Exercise directions
Excluding pictures, what does the listing below contain from the line with "mark the Stanford player's pale" up to and including the line with "one point per instance, each line like x=7 y=182", word for word?

Supplied information
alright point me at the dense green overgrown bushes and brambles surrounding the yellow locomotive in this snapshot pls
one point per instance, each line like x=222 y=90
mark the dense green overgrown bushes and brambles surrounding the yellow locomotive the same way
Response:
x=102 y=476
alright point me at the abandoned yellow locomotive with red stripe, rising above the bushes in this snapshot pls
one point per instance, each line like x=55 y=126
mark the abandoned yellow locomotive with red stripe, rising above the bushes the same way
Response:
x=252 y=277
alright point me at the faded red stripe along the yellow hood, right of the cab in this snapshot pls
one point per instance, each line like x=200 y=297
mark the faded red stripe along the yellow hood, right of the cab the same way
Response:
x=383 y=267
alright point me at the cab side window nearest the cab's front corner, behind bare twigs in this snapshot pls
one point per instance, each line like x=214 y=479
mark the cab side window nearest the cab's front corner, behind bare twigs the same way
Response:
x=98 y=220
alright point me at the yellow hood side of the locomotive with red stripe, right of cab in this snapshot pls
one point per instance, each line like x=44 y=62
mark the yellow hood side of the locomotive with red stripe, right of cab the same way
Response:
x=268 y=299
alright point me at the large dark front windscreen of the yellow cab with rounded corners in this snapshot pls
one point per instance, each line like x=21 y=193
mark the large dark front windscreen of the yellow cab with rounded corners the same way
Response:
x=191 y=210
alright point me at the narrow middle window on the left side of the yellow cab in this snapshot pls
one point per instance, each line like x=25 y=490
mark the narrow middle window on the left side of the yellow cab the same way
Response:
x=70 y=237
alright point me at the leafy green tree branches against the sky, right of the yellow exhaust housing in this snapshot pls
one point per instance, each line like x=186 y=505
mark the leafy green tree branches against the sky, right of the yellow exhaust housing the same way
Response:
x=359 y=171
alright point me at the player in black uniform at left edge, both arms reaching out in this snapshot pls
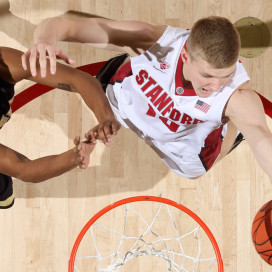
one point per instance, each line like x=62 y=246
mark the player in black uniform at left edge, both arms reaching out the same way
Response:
x=14 y=164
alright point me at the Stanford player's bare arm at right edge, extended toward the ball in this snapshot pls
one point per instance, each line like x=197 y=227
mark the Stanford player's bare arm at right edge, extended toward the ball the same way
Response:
x=250 y=120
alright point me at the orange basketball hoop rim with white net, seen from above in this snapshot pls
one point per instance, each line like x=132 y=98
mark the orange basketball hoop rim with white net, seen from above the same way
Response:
x=162 y=228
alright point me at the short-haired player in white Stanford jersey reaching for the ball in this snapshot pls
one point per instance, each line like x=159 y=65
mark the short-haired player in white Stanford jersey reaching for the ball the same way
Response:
x=184 y=92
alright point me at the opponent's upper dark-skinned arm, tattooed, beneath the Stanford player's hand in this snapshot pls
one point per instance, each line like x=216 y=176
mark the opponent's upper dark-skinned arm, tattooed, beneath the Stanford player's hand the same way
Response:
x=73 y=80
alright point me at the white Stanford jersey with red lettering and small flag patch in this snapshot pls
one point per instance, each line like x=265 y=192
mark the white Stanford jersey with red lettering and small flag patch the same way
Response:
x=148 y=96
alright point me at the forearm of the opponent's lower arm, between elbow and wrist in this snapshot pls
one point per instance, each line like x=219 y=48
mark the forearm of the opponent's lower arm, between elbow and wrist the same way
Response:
x=48 y=167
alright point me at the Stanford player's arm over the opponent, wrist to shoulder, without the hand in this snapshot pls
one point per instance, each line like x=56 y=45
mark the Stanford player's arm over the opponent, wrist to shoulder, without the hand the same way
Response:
x=99 y=33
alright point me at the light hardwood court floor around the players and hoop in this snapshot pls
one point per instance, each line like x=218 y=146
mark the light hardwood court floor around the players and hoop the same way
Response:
x=38 y=233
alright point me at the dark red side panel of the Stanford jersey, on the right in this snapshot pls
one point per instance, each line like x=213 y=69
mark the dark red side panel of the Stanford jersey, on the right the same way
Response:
x=212 y=148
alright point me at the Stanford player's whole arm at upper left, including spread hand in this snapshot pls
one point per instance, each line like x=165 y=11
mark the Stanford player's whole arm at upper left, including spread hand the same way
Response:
x=127 y=36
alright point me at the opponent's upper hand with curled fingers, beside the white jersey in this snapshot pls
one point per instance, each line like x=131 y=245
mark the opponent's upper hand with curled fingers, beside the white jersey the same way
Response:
x=103 y=131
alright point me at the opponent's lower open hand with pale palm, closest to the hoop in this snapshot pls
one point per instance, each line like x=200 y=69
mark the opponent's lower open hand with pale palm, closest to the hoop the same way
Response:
x=83 y=151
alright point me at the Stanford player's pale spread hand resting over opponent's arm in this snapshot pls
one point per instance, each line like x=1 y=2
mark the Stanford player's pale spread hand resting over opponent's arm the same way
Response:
x=39 y=52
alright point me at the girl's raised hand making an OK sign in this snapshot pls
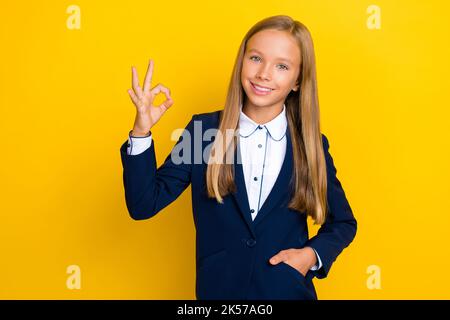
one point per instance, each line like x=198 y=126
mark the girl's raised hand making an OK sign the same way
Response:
x=147 y=114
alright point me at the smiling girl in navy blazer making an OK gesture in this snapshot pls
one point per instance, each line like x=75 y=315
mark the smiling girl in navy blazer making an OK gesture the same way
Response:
x=251 y=214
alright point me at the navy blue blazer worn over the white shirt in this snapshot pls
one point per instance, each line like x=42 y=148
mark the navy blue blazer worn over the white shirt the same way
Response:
x=232 y=250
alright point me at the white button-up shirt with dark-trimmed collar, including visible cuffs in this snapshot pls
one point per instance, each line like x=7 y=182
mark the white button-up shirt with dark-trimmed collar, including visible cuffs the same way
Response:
x=262 y=147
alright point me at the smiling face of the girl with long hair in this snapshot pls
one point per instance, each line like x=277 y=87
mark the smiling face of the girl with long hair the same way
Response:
x=271 y=60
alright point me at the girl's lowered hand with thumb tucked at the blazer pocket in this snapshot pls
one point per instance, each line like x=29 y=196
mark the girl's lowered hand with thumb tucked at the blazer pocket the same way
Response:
x=301 y=259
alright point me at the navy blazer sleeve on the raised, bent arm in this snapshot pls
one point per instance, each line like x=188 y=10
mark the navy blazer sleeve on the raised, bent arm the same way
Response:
x=149 y=189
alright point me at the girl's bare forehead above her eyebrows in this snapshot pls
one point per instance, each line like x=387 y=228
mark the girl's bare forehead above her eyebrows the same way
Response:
x=275 y=44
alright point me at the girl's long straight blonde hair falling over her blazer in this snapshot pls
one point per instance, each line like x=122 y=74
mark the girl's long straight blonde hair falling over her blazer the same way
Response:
x=309 y=179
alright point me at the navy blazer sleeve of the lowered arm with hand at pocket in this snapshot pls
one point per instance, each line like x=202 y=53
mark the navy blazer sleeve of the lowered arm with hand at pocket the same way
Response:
x=339 y=228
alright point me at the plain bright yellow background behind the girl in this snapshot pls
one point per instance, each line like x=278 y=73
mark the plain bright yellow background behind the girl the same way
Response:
x=65 y=112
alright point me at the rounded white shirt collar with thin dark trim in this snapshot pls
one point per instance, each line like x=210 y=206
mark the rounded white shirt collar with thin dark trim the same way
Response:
x=276 y=127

Result of this task
mark the Stanford player's pale spread hand resting over opponent's arm the same way
Response:
x=39 y=52
alright point me at the girl's raised hand making an OK sign in this snapshot pls
one point per instance, each line like x=198 y=126
mark the girl's raised hand making an OK sign the same way
Response:
x=147 y=114
alright point me at the smiling girl in navy blazer making an OK gesture in this snapshot pls
one point per instance, each line like x=75 y=315
mark the smiling girl in navy blazer making an OK gesture the same way
Response:
x=251 y=214
alright point me at the navy blue blazer worn over the white shirt in this snapshot pls
one point per instance, each line like x=42 y=148
mark the navy blue blazer worn over the white shirt the same way
Response:
x=232 y=250
alright point me at the white button-up shirt with dark-trimmed collar, including visible cuffs in this snapshot pls
one point per instance, each line like x=7 y=182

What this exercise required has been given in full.